EXERCISE PROMPT
Extract every line of the records below and reproduce each one verbatim, with no changes.

[Records drawn from a collection]
::::::::::
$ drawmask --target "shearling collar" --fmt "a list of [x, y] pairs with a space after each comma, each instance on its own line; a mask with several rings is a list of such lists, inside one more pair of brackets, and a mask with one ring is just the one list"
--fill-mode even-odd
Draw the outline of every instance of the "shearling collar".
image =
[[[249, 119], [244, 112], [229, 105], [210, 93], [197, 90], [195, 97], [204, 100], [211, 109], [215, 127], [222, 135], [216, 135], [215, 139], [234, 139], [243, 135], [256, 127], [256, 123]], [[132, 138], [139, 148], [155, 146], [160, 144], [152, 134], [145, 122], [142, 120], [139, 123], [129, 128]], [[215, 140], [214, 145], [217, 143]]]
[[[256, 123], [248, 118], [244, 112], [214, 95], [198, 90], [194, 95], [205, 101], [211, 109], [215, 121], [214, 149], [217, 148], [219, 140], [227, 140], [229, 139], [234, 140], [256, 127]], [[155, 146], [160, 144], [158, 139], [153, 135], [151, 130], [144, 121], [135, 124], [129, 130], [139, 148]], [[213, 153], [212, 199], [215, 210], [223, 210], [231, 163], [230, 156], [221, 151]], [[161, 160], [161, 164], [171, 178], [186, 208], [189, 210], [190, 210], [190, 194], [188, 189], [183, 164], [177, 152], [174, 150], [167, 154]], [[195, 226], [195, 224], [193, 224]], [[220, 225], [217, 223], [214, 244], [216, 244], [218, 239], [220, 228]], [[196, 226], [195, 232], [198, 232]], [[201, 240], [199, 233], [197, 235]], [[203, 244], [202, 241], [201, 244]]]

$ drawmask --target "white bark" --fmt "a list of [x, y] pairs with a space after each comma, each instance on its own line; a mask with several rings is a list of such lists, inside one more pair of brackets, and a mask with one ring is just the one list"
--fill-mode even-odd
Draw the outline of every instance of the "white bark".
::::::::::
SOLUTION
$ drawmask --target "shearling collar" --fmt "a list of [x, y] pairs with a space after each comma, each instance on its own line; a mask with several rings is a list of such lists, inside one more pair of brackets, and a mask with one ring is just the one list"
--fill-mode even-odd
Draw the outline of every instance of the "shearling collar".
image =
[[[249, 119], [244, 112], [229, 105], [210, 93], [197, 90], [195, 97], [204, 100], [211, 109], [215, 127], [222, 135], [216, 135], [215, 139], [234, 139], [243, 135], [256, 127], [256, 123]], [[132, 138], [139, 148], [155, 146], [160, 144], [152, 134], [145, 122], [142, 120], [139, 123], [129, 128]], [[215, 140], [214, 145], [217, 143]]]
[[[256, 123], [248, 118], [244, 112], [214, 95], [198, 90], [194, 95], [205, 101], [211, 109], [215, 121], [214, 149], [217, 148], [219, 140], [227, 140], [229, 139], [234, 140], [256, 127]], [[155, 146], [160, 144], [158, 139], [153, 135], [151, 130], [144, 121], [135, 124], [129, 130], [139, 148]], [[213, 153], [212, 199], [215, 210], [223, 210], [231, 163], [230, 156], [221, 151]], [[161, 160], [161, 164], [171, 178], [186, 208], [189, 210], [190, 210], [190, 194], [188, 189], [183, 164], [177, 152], [174, 150], [167, 154]], [[195, 226], [195, 224], [193, 224]], [[220, 225], [217, 223], [214, 244], [216, 244], [218, 239], [220, 228]], [[196, 226], [195, 232], [198, 232]], [[201, 240], [199, 233], [197, 235]], [[203, 244], [202, 241], [201, 244]]]

$ drawmask --target "white bark" --fmt "a list of [x, y] pairs with a space after each comma, each instance on its own line; a mask with several rings is a list of such lists, inside one more pair of brackets, and a mask with one ring is just the one list"
--fill-mode even-odd
Draw the outline of every instance of the "white bark".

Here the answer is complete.